# Naive question: how do factor models inform portfolio construction?

I have read plenty on the topic of factor modelling, but, in the end, after one has decided upon the factors to include in a model, how do all the Betas how tell one how to weigh each asset in a portfolio to maximize return?

For example: as a portfolio manager, I have $$n$$ (let's say 10) securities in the universe of securities that I can invest in, $$k$$ (let's say 20) factors that explain those securities, and the following factor model for each security: $$r_i = \beta_0 + \beta_1*factor_{i,1} + \beta_2*factor_{i,2} + \ldots + \beta_k*{factor}_{i,k} + \epsilon$$

After having regressed the following factor model for each asset, for the current period $$i$$, how should one construct a portfolio with weightings for each asset? I imagine that the $$\beta$$'s are helpful in making this decision?

### Material provided
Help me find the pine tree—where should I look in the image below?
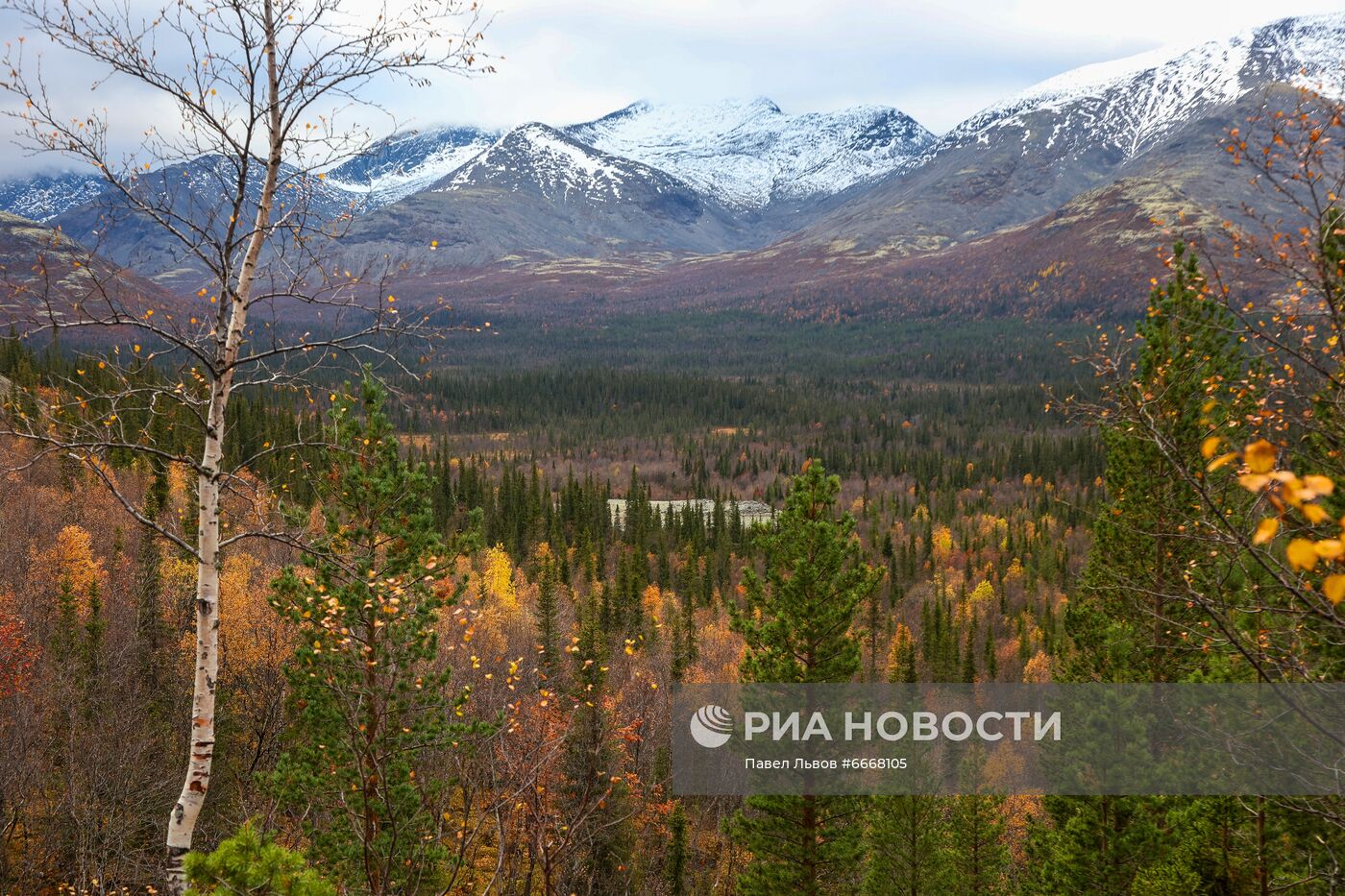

### Directions
Name each letter that the factor-model post explicitly assigns a meaning to in its example, and state the meaning the post gives it.

### Result for this task
- $n$: the number of securities in the universe the portfolio manager can invest in (10 in the example)
- $k$: the number of factors that explain those securities (20 in the example)
- $i$: the current period